## Written instruction
Return every line of the material below that contains the string "photo".

## Records to process
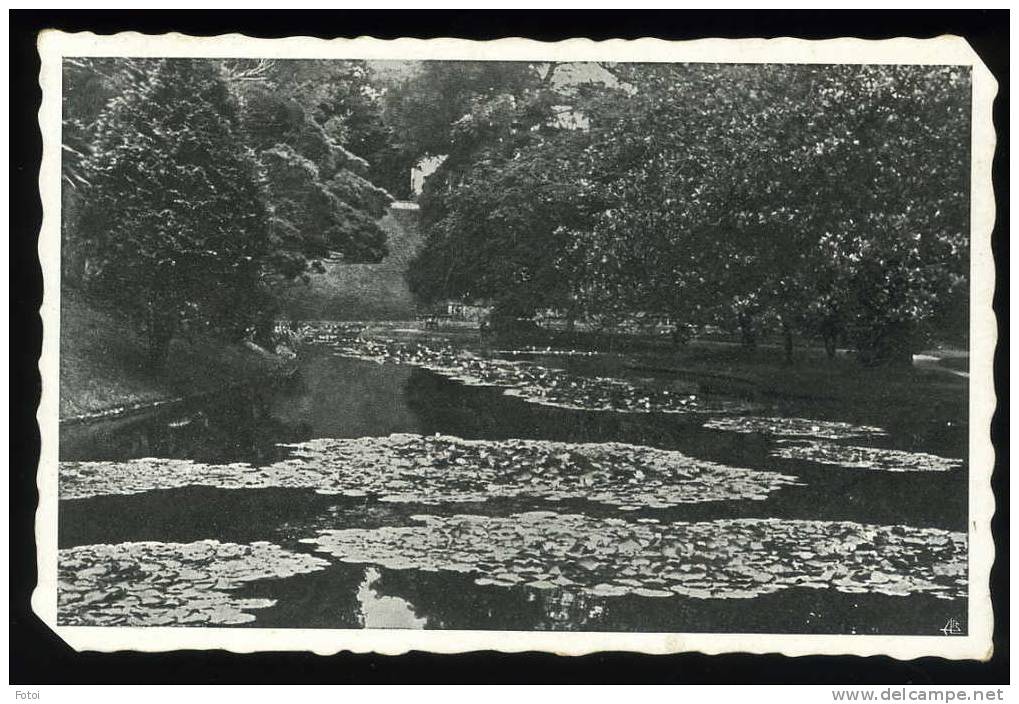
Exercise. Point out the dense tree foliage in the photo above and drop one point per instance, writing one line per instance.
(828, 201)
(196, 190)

...

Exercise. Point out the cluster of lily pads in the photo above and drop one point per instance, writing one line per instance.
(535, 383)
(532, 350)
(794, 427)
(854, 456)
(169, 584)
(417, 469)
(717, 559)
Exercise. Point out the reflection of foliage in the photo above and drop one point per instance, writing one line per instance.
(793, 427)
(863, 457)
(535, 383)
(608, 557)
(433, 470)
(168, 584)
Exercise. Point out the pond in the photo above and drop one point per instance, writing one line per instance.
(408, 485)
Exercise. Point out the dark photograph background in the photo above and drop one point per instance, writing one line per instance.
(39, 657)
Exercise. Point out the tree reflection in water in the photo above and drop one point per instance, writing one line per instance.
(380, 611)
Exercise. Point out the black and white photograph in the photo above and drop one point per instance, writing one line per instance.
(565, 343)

## Response to this exercise
Exercise. Point out the dense tree foliage in the photo above and drop one point per instance, writing one line per instance.
Exercise. Point out the cluster of lily pads in the photo above and drop one point per instance, writing one line per instance.
Exercise. Point out the reflection of foliage in the photo above and drop one point per instance, writing one line per instance.
Exercise. Point out the pond in the photo above and drop one point per instance, writing one line per instance.
Exercise. Point out the dark photograph background in the photo above and drop one point per instance, writing one line per instance.
Exercise. Point out the tree reflection in water in the photo above and drop one point per instance, writing one line per instance.
Exercise. Point out the black and white photograph in the photo above and drop one point per instance, writing one line per instance.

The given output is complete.